PROBLEM REQUIREMENTS
Will you write out all the entries below exactly?

[Collected data entries]
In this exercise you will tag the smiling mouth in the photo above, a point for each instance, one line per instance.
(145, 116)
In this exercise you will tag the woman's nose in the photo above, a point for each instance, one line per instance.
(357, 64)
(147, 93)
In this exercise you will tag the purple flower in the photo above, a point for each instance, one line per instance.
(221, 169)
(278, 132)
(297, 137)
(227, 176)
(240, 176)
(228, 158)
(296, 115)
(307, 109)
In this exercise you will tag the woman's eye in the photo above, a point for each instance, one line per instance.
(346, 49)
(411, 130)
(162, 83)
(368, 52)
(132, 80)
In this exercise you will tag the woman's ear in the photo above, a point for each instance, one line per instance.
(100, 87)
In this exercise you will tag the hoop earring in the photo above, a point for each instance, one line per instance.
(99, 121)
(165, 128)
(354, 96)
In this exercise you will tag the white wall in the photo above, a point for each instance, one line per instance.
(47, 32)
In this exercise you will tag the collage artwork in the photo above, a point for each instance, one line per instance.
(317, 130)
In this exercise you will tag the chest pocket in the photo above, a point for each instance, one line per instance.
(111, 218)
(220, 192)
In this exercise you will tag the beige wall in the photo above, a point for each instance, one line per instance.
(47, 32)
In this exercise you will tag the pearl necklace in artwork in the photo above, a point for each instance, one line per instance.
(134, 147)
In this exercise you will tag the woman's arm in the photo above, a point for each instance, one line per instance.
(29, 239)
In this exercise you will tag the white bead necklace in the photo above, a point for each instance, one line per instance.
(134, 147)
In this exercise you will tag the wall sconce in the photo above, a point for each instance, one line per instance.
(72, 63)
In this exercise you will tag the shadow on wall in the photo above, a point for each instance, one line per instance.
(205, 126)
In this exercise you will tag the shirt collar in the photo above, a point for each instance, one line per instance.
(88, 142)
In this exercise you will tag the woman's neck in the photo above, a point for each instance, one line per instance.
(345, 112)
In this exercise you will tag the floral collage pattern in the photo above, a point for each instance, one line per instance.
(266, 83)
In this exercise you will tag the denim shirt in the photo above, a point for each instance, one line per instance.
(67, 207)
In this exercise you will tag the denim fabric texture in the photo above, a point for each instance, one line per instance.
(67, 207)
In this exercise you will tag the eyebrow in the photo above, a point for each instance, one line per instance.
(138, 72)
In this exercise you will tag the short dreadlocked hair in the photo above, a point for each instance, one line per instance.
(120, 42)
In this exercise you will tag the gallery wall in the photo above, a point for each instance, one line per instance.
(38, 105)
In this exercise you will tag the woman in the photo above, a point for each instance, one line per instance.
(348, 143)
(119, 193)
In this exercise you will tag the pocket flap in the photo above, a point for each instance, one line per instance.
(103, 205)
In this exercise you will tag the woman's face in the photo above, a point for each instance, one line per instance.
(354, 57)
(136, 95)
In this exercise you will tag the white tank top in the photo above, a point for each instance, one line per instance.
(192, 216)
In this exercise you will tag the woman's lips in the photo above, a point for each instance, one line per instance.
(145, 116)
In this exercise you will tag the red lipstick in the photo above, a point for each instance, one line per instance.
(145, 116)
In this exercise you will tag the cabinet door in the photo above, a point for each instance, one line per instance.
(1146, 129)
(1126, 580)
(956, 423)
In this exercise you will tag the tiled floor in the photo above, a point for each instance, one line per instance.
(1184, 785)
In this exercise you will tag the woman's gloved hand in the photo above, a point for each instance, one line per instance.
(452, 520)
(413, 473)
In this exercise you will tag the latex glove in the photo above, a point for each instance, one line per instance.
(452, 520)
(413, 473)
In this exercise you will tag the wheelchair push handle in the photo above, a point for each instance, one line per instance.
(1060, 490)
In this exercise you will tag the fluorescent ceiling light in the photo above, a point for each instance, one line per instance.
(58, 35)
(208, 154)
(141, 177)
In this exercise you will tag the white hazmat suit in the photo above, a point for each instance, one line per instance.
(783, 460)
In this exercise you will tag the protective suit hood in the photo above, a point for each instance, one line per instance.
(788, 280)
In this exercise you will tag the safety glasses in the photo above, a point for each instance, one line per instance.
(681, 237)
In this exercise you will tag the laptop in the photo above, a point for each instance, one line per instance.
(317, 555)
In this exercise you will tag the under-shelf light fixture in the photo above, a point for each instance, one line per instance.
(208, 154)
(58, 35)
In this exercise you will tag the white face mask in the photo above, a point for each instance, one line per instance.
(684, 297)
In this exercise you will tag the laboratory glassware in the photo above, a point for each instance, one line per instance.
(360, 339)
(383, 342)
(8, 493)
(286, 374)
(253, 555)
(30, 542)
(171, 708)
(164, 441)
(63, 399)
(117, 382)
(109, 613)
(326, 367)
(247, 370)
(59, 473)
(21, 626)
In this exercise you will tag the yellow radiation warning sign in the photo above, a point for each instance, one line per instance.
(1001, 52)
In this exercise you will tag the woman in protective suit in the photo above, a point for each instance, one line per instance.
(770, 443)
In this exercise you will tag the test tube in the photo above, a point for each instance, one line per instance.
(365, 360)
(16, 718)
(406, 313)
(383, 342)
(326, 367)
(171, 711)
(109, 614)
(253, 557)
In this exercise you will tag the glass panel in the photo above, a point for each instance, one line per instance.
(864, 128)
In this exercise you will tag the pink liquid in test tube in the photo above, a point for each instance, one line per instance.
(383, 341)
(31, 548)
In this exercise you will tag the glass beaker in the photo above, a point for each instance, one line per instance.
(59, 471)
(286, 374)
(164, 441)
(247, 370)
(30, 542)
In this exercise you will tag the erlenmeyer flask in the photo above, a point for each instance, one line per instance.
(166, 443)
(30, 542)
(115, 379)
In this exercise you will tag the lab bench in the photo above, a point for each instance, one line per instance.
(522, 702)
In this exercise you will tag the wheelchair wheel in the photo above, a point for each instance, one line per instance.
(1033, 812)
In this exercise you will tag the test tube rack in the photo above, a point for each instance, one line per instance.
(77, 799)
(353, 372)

REPLY
In this exercise you will tag the smiling mouth in the photo above, a point for each instance, one line per instance.
(145, 116)
In this exercise you will tag the woman's nose in the photo above, a point for each instance, one line per instance.
(357, 64)
(147, 93)
In this exercise you will tag the purple flower in the photo above, a point for each instance, one line per instance.
(221, 169)
(278, 132)
(297, 137)
(227, 176)
(240, 176)
(228, 158)
(296, 115)
(307, 109)
In this exercise you will tag the woman's eye in the photo above, a point for each instance, one line per instance.
(346, 49)
(411, 130)
(162, 83)
(368, 52)
(132, 80)
In this exercise you will tag the woman's ear in the photo above, a point for each instance, one line per instance.
(100, 87)
In this exercise you will tag the hoop earring in the photo above, a point for each instance, one line per instance.
(99, 121)
(165, 128)
(354, 96)
In this exercise you will tag the white wall in the photo above, a point for each instance, one line per instance.
(47, 32)
In this exercise you will tag the collage artwork in the photo above, a point for each instance, one line per instance.
(317, 130)
In this exercise you will tag the chest pocket in the photo above, a point for each instance, one line per instance.
(111, 218)
(220, 192)
In this exercise you will tag the beige wall in the photo above, a point for each instance, one line per instance.
(47, 32)
In this exercise you will tag the pearl necklace in artwork in the photo above, a point for each instance, one line per instance.
(134, 147)
In this exercise you will tag the woman's arm in the photo above, a point for each instance, one line per instance.
(29, 239)
In this exercise you will tag the white bead necklace in the photo above, a point for each instance, one line per instance.
(134, 147)
In this exercise you will tag the wall sconce in the photo above, a point for each instance, one line per instance.
(72, 63)
In this exercise you will tag the shadow on wall in the photo above, a point for each instance, one line per instance.
(205, 126)
In this exercise you will tag the shirt collar in the photo above, a point for each instance, one line per instance.
(88, 142)
In this exercise you will tag the woman's neck in the photo above, a point for each instance, one line per instance.
(345, 112)
In this exercise you will tag the floral collage pattern in the photo above, a point for each instance, one line per instance.
(266, 83)
In this exercise you will tag the denim shirt in the photo above, a point for each instance, one line per instance.
(67, 207)
In this exercise you will tag the denim fabric texture in the photo above, a point for each instance, one line per instance.
(67, 207)
In this exercise you will tag the eyebrow in the photo above, a point for each instance, one line per instance.
(138, 72)
In this exercise you will tag the short dreadlocked hair in the photo above, a point for each instance, one line per instance.
(120, 42)
In this exercise you will tag the gallery wall in the photo above, a point for each instance, one line per instance.
(38, 105)
In this exercise you will tag the woman in the photo above, a point for each instance, one line per instance.
(348, 143)
(119, 193)
In this exercise you will tag the pocket flap in the photo above, a point for each instance, one line per instance.
(103, 205)
In this exercise you will tag the woman's face in the photo above, a point for each instance, one line per instance.
(354, 57)
(136, 95)
In this exercise you will tag the white tank top in the photo above, a point for each instance, one line per instance.
(192, 216)
In this exercise you will tag the woman's lips in the photo above, a point for each instance, one line per instance.
(145, 116)
In this exercise you will tag the red lipstick in the photo above, a point for each instance, one line per instance.
(145, 116)
In this exercise you will tag the cabinet door in the photo above, a point for each instance, one line per instance.
(1146, 129)
(1126, 580)
(956, 423)
In this exercise you will tag the tiled floor in the photo above, a point for each instance, one line per instance.
(1184, 785)
In this exercise you will tag the woman's gloved hand in the photo above, a point for each instance, one line per instance.
(452, 520)
(413, 473)
In this exercise you will tag the latex glove in the photo above, a point for each instance, one line per instance.
(452, 520)
(413, 473)
In this exercise you will tag the wheelchair push handle in the photo above, a point for each instance, one line per instance.
(1060, 490)
In this exercise you will tag the fluorescent ceiling light in the photo above, a point for each instance, one line per instance.
(58, 35)
(208, 154)
(141, 177)
In this exercise you will tag the white hazmat suit in the photo above, a point for each instance, one line per instance.
(783, 460)
In this exercise you will tag the protective suit hood in the photo above, a point for each instance, one line per instance.
(788, 280)
In this exercise you will tag the safety glasses in the photo above, a point for each instance, one line per instance.
(681, 237)
In this exercise you will tag the laptop in the photo above, a point for each instance, one line per instance.
(317, 555)
In this exercise you will tag the under-shelf light fixture in the photo above, a point for each instance, one line per instance.
(208, 154)
(58, 35)
In this exercise you will tag the white face mask in the photo above, a point for each instance, one line per instance.
(684, 297)
In this exercise you will tag the laboratory glassware in the photo above, a point for each instance, one line per instance.
(360, 339)
(383, 342)
(8, 493)
(286, 374)
(253, 555)
(30, 542)
(171, 708)
(164, 441)
(63, 399)
(117, 382)
(109, 613)
(326, 367)
(247, 370)
(59, 473)
(21, 626)
In this exercise you will tag the yellow radiation warning sign in the photo above, a point for each instance, one line per instance.
(1001, 52)
In this exercise you will tag the woman in protective suit in the photo above, a point for each instance, one line per instance.
(770, 443)
In this exercise you will tag the test tube in the photo above, a point for each instance, one line per instance.
(365, 360)
(16, 718)
(406, 313)
(383, 342)
(326, 367)
(171, 711)
(109, 614)
(253, 557)
In this exercise you will tag the glass panel in the photo above, a point for each instance, one line per instance.
(864, 128)
In this exercise you will tag the pink liquid in test tube in the photo above, a point for each instance, one line per instance.
(383, 341)
(31, 548)
In this exercise you will tag the glass beaker in the photo above, a point for each instance, one line per instance.
(59, 471)
(286, 374)
(164, 441)
(247, 370)
(30, 542)
In this exercise you will tag the erlenmeyer flask in the photo above, a point for each instance, one line per instance.
(166, 443)
(30, 542)
(115, 379)
In this exercise you will tag the lab bench in the photo above, a point for each instance, one line per instance.
(522, 702)
In this exercise you will tag the wheelchair wheel in the photo above, a point for each instance, one line per instance.
(1033, 812)
In this exercise you will tag the test tube rack in the photo above, a point for each instance, one line per instance.
(77, 799)
(353, 372)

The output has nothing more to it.